— begin INPUT DATA —
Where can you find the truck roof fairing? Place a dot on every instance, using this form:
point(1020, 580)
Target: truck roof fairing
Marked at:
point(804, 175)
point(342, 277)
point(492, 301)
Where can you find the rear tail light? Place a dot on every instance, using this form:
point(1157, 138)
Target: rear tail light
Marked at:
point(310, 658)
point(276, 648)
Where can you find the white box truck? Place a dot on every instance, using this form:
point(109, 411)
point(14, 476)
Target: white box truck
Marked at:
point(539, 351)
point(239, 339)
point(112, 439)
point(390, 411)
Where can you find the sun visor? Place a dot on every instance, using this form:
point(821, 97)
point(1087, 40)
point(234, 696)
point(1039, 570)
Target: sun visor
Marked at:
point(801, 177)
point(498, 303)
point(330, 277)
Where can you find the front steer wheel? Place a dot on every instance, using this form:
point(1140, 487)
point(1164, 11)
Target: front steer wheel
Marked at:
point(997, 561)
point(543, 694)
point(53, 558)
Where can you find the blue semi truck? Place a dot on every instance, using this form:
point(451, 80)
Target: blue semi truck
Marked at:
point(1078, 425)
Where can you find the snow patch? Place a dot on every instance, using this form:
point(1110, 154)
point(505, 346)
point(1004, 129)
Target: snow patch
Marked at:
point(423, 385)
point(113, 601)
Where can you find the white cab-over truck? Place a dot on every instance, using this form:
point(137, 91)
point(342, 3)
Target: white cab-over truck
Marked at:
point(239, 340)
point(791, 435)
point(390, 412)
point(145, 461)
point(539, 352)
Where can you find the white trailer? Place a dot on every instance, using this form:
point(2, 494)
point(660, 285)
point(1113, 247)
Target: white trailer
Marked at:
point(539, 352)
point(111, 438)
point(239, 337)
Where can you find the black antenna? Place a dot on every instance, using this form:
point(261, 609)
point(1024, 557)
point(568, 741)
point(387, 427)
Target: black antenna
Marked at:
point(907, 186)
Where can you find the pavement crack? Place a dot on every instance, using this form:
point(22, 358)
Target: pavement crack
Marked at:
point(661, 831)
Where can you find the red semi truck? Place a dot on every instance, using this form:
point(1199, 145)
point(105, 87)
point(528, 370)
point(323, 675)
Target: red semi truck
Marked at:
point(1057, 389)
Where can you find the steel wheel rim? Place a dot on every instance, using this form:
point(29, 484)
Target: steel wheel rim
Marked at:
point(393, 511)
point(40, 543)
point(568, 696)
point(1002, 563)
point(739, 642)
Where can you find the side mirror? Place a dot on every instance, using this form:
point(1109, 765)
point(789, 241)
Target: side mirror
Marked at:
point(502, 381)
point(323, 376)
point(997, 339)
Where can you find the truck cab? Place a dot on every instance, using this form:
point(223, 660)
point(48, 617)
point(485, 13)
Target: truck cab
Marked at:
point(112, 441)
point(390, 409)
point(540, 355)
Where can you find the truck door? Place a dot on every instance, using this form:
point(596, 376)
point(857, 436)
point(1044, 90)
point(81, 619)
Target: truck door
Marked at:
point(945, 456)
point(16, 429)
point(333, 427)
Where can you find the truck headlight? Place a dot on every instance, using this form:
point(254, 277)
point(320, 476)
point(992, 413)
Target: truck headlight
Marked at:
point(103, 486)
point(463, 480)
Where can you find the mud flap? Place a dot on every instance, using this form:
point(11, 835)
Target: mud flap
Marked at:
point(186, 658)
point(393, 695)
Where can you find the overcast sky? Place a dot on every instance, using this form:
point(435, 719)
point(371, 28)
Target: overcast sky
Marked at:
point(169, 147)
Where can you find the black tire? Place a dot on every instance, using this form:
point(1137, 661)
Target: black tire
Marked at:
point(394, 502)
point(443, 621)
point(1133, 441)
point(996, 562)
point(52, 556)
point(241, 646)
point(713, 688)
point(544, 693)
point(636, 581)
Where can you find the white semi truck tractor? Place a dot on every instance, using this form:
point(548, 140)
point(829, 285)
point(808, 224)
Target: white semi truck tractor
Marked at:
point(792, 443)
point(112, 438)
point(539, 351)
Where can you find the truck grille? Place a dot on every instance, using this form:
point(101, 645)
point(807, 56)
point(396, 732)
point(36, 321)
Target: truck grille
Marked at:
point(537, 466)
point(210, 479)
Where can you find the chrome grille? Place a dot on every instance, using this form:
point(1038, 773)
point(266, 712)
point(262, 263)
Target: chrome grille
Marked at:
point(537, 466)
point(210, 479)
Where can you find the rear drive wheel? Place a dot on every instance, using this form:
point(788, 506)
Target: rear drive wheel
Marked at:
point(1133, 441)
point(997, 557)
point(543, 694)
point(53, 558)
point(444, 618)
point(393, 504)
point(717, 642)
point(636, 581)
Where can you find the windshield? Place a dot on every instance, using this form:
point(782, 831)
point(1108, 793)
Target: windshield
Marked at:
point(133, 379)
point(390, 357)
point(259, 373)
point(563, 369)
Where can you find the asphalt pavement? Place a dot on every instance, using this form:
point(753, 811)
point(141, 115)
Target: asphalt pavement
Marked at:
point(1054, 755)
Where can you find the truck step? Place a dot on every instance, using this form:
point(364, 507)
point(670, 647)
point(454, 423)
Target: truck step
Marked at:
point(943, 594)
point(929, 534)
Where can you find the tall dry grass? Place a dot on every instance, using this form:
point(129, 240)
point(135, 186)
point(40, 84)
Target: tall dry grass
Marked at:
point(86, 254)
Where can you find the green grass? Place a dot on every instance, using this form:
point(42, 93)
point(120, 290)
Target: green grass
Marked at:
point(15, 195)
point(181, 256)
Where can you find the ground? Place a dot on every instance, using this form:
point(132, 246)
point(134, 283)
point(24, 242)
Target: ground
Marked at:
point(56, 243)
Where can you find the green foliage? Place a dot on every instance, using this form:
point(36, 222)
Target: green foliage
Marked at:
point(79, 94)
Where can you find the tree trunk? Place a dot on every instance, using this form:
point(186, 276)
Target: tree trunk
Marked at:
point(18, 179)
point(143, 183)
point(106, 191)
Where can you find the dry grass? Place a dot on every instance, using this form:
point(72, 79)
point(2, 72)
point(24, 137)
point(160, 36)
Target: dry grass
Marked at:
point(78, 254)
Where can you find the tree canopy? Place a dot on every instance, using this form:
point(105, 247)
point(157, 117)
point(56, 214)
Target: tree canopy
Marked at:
— end INPUT DATA —
DESCRIPTION OF THE TASK:
Recast all of the data above as a Markdown table with the columns Row and Line, giving each line its own numbered row and omitting blank lines.

TASK SOLUTION:
| Row | Line |
|---|---|
| 1 | Where can you find the truck roof fairing? Place a dot on every instance, using this form: |
| 2 | point(1020, 580) |
| 3 | Target: truck roof fairing |
| 4 | Marked at: |
| 5 | point(804, 175) |
| 6 | point(342, 277) |
| 7 | point(492, 301) |
| 8 | Where can you find the rear tail light? Place a dot on every instance, using this form: |
| 9 | point(1157, 138) |
| 10 | Target: rear tail light |
| 11 | Marked at: |
| 12 | point(310, 658) |
| 13 | point(276, 648) |
| 14 | Where can you find the white box truck? Place a dot on every instance, using this form: |
| 15 | point(109, 411) |
| 16 | point(14, 476) |
| 17 | Target: white box truck |
| 18 | Marked at: |
| 19 | point(539, 351) |
| 20 | point(239, 339) |
| 21 | point(112, 439) |
| 22 | point(390, 411) |
| 23 | Where can you find the sun visor? Place a dot on every instance, using this form: |
| 24 | point(821, 97) |
| 25 | point(1087, 40) |
| 26 | point(234, 696) |
| 27 | point(1039, 570) |
| 28 | Target: sun visor |
| 29 | Marked at: |
| 30 | point(801, 177) |
| 31 | point(498, 303) |
| 32 | point(330, 277) |
| 33 | Where can you find the front steer wheel? Place a dot on every instance, using this form: |
| 34 | point(1140, 487) |
| 35 | point(1164, 11) |
| 36 | Target: front steer wheel |
| 37 | Marked at: |
| 38 | point(997, 561) |
| 39 | point(543, 694) |
| 40 | point(53, 558) |
| 41 | Where can you find the blue semi truck? Place a dot on every instance, using this form: |
| 42 | point(451, 80) |
| 43 | Target: blue semi truck |
| 44 | Marked at: |
| 45 | point(1078, 425) |
| 46 | Where can you find the snow patch? Place a dot on every instance, using this form: |
| 47 | point(1110, 154) |
| 48 | point(505, 346) |
| 49 | point(1004, 129) |
| 50 | Target: snow patch |
| 51 | Marked at: |
| 52 | point(423, 385) |
| 53 | point(113, 601) |
| 54 | Where can you find the white cab-over truck? Place a dot on every instance, using this form: |
| 55 | point(137, 91) |
| 56 | point(342, 3) |
| 57 | Target: white cab-over truck |
| 58 | Marked at: |
| 59 | point(239, 340) |
| 60 | point(791, 435) |
| 61 | point(390, 412) |
| 62 | point(145, 461) |
| 63 | point(539, 352) |
| 64 | Where can you find the white trailer? Place a dot on every instance, using this form: |
| 65 | point(2, 494) |
| 66 | point(660, 285) |
| 67 | point(1113, 247) |
| 68 | Target: white trailer |
| 69 | Marked at: |
| 70 | point(539, 352) |
| 71 | point(111, 438) |
| 72 | point(239, 337) |
| 73 | Where can you find the black antenna? Place a dot on every instance, using this form: |
| 74 | point(261, 609) |
| 75 | point(1024, 557) |
| 76 | point(568, 741) |
| 77 | point(387, 427) |
| 78 | Target: black antenna |
| 79 | Marked at: |
| 80 | point(907, 186) |
| 81 | Where can you find the pavement crack? Place a dot on every instance, using this form: |
| 82 | point(22, 358) |
| 83 | Target: pavement crack |
| 84 | Marked at: |
| 85 | point(661, 831) |
| 86 | Where can you find the red semi truck? Place a dot on every instance, using this form: |
| 87 | point(1199, 145) |
| 88 | point(105, 87) |
| 89 | point(528, 370) |
| 90 | point(323, 675) |
| 91 | Target: red semi truck |
| 92 | Marked at: |
| 93 | point(1057, 389) |
| 94 | Where can you find the steel wheel rim? Place a dot on every instance, using this form: |
| 95 | point(29, 484) |
| 96 | Target: steel wheel rim |
| 97 | Marked at: |
| 98 | point(393, 511) |
| 99 | point(40, 543) |
| 100 | point(568, 696) |
| 101 | point(1002, 563) |
| 102 | point(739, 642) |
| 103 | Where can you find the side mirror? Place a dot on every instance, using this form: |
| 104 | point(1109, 765) |
| 105 | point(789, 241) |
| 106 | Target: side mirror |
| 107 | Marked at: |
| 108 | point(502, 381) |
| 109 | point(323, 376) |
| 110 | point(997, 339) |
| 111 | Where can you find the truck cab? Place a dot on every instance, using this form: |
| 112 | point(223, 660) |
| 113 | point(48, 617) |
| 114 | point(485, 13) |
| 115 | Target: truck cab |
| 116 | Marked at: |
| 117 | point(112, 441) |
| 118 | point(390, 409) |
| 119 | point(540, 355) |
| 120 | Where can you find the truck door? Place a dot on every instance, using this form: |
| 121 | point(596, 376) |
| 122 | point(857, 436) |
| 123 | point(1044, 90) |
| 124 | point(81, 619) |
| 125 | Target: truck door |
| 126 | Marked at: |
| 127 | point(945, 456) |
| 128 | point(16, 429) |
| 129 | point(333, 427) |
| 130 | Where can you find the truck headlight? Place a dot on every instance, using this form: |
| 131 | point(254, 277) |
| 132 | point(320, 476) |
| 133 | point(992, 413) |
| 134 | Target: truck headlight |
| 135 | Marked at: |
| 136 | point(103, 486) |
| 137 | point(463, 480) |
| 138 | Where can you find the mud flap? Place a dot on every instance, using this form: |
| 139 | point(11, 835) |
| 140 | Target: mud flap |
| 141 | Marked at: |
| 142 | point(186, 658) |
| 143 | point(393, 695) |
| 144 | Where can you find the overcast sky? Place a dot on every instance, using this form: |
| 145 | point(435, 719) |
| 146 | point(371, 28) |
| 147 | Target: overcast sky |
| 148 | Marked at: |
| 149 | point(169, 147) |
| 150 | Where can you find the black tire? Place a dot on every instance, using this form: |
| 151 | point(1137, 661) |
| 152 | Target: black tire |
| 153 | Marked at: |
| 154 | point(394, 502) |
| 155 | point(443, 621) |
| 156 | point(1133, 441) |
| 157 | point(996, 562) |
| 158 | point(52, 556) |
| 159 | point(241, 646) |
| 160 | point(713, 688) |
| 161 | point(544, 693) |
| 162 | point(636, 581) |
| 163 | Where can you find the white semi truck tractor? Place a dot on every instance, using this form: |
| 164 | point(548, 140) |
| 165 | point(829, 285) |
| 166 | point(808, 224) |
| 167 | Target: white semi truck tractor |
| 168 | Marked at: |
| 169 | point(792, 443) |
| 170 | point(112, 438) |
| 171 | point(539, 351) |
| 172 | Where can you find the truck grille? Place a dot on every instance, using this form: |
| 173 | point(101, 645) |
| 174 | point(807, 56) |
| 175 | point(396, 732) |
| 176 | point(36, 321) |
| 177 | Target: truck grille |
| 178 | Marked at: |
| 179 | point(537, 466) |
| 180 | point(210, 479) |
| 181 | Where can you find the chrome grille? Place a dot on every instance, using this form: |
| 182 | point(1038, 773) |
| 183 | point(266, 712) |
| 184 | point(262, 263) |
| 185 | Target: chrome grille |
| 186 | Marked at: |
| 187 | point(537, 466) |
| 188 | point(210, 479) |
| 189 | Where can you find the rear drive wheel? Place a dot on every instance, using this form: |
| 190 | point(788, 506) |
| 191 | Target: rear drive wheel |
| 192 | Marked at: |
| 193 | point(1133, 441) |
| 194 | point(997, 557) |
| 195 | point(543, 694) |
| 196 | point(53, 558) |
| 197 | point(444, 618) |
| 198 | point(393, 504) |
| 199 | point(717, 642) |
| 200 | point(636, 581) |
| 201 | Where can you find the windshield? Place a dot on every instance, using this form: |
| 202 | point(782, 831) |
| 203 | point(1108, 793) |
| 204 | Target: windshield |
| 205 | Marked at: |
| 206 | point(133, 379) |
| 207 | point(390, 357) |
| 208 | point(259, 373) |
| 209 | point(563, 369) |
| 210 | Where can you find the asphalt pavement? Place a dot on every instance, using this form: |
| 211 | point(753, 811) |
| 212 | point(141, 115) |
| 213 | Target: asphalt pavement |
| 214 | Marked at: |
| 215 | point(1054, 755) |
| 216 | Where can you find the truck step? Place a dot on every instance, using this form: |
| 217 | point(364, 507) |
| 218 | point(670, 647) |
| 219 | point(454, 423) |
| 220 | Target: truck step |
| 221 | Marked at: |
| 222 | point(943, 594) |
| 223 | point(929, 534) |
| 224 | Where can you find the tall dry grass? Place a dot on every instance, using this form: |
| 225 | point(129, 240) |
| 226 | point(135, 186) |
| 227 | point(40, 84) |
| 228 | Target: tall dry grass |
| 229 | Marked at: |
| 230 | point(86, 254) |
| 231 | Where can you find the green grass? Place a dot on every instance, using this form: |
| 232 | point(42, 93) |
| 233 | point(120, 290) |
| 234 | Target: green grass |
| 235 | Marked at: |
| 236 | point(15, 195) |
| 237 | point(181, 256) |
| 238 | Where can you find the ground? Place a dot on every instance, using this form: |
| 239 | point(132, 246) |
| 240 | point(134, 283) |
| 241 | point(24, 242) |
| 242 | Target: ground |
| 243 | Marked at: |
| 244 | point(56, 243) |
| 245 | Where can you find the green foliage? Place a dot on every instance, using this form: |
| 246 | point(36, 222) |
| 247 | Target: green foliage |
| 248 | Marked at: |
| 249 | point(79, 94) |
| 250 | Where can you find the tree trunk? Place a dot on every instance, using this form: |
| 251 | point(186, 276) |
| 252 | Target: tree trunk |
| 253 | Marked at: |
| 254 | point(18, 179) |
| 255 | point(143, 183) |
| 256 | point(106, 191) |
| 257 | Where can you find the dry grass? Place a dot on every instance, using this form: |
| 258 | point(72, 79) |
| 259 | point(2, 72) |
| 260 | point(24, 137) |
| 261 | point(160, 36) |
| 262 | Target: dry grass |
| 263 | Marked at: |
| 264 | point(78, 254) |
| 265 | Where can you find the tree canopy? Place a dot on every instance, using this form: |
| 266 | point(105, 247) |
| 267 | point(157, 117) |
| 268 | point(56, 214) |
| 269 | Target: tree canopy |
| 270 | Marked at: |